**** Passage shown ****

I took an art appreciation class in undergrad. The teacher was a white-headed man who wore glasses and waved expressive hands. He was whimsical and thoughtful. Unashamed, he pursued truth in the midst of dogmatic traditionalists and practiced his craft fervently. He was the type of professor a girl like me gets a crush on, but he was the type of professor who could never recall my name. I’d like to believe that he had no need for my name, there was no room for it amidst all of the color and fire and life I produced when I walked into his classroom. He could have called me Yellow or Petal or Breath, and I would have melted.
He just spoke, using pieces of truth he tore from the world to pass on to the next boy or girl, man or woman who could listen and hear. He just thought, quietly processing art and movement and peace.

**** Supplied information ****

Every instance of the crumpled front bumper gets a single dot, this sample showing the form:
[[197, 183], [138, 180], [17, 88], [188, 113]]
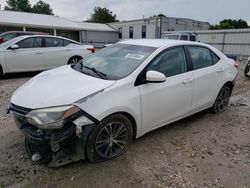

****

• **To be done**
In the passage about the art appreciation class, what could the teacher never recall?

• **Written answer**
He could never recall the writer's name.